• **What to do**:
Please translate this sentence from the passage about CTEH into Spanish: "In the last two decades, CTEH has come under fire for its work in high-profile environmental contamination cases across the country."

(Exercise passage Opens)

Elena Craft, senior director for climate and health at Environmental Defense Fund, said CTEH was a “concerning choice” as a consultant “given their history.” ITC has posted nine air quality monitoring reports produced by CTEH on its website since the Deer Park fire began and Craft, a toxicologist by training, said that at least one contained “clear, obvious errors.” Craft characterized CTEH’s work in putting together the reports as “a sloppy job.”
In that report, issued on March 18, CTEH said it used two types of instruments with different detection limits to measure benzene levels. The company initially collected just six samples with the instrument that had a lower detection limit—meaning it could pick up lower levels of airborne benzene. CTEH later said that figure was a typo and that it had collected more than 60 samples with the more sensitive instrument and didn’t detect benzene. The company also updated its reports to reflect the correct detection limit after being contacted by Grist.
In a written statement to Grist, Phil Goad, CTEH’s founder, said that in its more than 20 years in business “CTEH has never been cited for inaccurate or misleading data.” The company’s “top priority is, and will continue to be, to safeguard public health,” he said, adding its air quality-monitoring plans in Houston have been approved by the Environmental Protection Agency and Texas Commission on Environmental Quality.
In the last two decades, CTEH has come under fire for its work in high-profile environmental contamination cases across the country. In 2005, a storage tank at a Murphy Oil refinery in Louisiana released more than 25,000 barrels of crude oil into floodwaters, affecting roughly 1,700 homes in the New Orleans suburb of Chalmette.

(Exercise passage Closes)
(Provided material Opens)

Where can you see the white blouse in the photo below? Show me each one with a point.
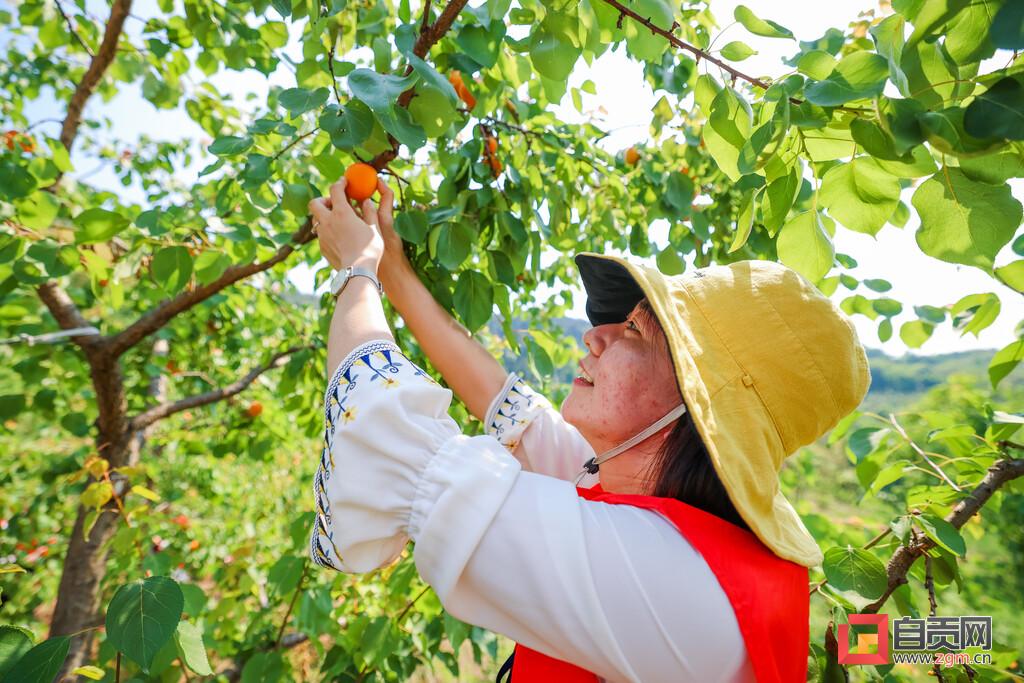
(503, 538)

(Provided material Closes)
(Provided material Opens)

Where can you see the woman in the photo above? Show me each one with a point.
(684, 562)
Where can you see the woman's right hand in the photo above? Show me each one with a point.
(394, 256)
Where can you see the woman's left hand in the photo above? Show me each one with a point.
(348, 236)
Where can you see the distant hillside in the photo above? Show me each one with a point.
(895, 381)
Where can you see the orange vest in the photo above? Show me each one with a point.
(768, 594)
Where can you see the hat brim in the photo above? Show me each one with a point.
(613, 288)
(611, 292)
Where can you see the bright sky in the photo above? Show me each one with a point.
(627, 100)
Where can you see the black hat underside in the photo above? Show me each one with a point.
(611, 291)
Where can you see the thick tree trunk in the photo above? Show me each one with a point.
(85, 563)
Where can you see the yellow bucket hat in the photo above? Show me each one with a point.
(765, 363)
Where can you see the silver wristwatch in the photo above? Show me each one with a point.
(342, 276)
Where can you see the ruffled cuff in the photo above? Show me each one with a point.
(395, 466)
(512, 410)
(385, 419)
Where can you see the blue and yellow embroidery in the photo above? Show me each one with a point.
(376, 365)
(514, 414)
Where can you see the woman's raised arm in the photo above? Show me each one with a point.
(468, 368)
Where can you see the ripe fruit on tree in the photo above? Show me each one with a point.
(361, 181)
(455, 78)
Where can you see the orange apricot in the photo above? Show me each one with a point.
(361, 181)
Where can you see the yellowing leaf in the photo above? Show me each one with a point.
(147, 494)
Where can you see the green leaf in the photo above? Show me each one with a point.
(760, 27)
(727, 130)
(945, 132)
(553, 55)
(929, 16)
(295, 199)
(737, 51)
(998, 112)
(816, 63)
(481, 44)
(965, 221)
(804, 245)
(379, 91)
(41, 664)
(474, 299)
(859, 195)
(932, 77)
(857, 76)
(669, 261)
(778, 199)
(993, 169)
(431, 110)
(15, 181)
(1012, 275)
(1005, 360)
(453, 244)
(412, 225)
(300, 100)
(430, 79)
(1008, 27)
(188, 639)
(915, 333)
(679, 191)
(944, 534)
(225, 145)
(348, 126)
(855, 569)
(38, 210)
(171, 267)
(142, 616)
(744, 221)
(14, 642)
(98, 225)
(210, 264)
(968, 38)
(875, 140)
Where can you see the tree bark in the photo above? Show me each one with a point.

(Provided material Closes)

• **Task result**:
En las últimas dos décadas, CTEH ha sido objeto de críticas por su trabajo en casos de contaminación ambiental de alto perfil en todo el país.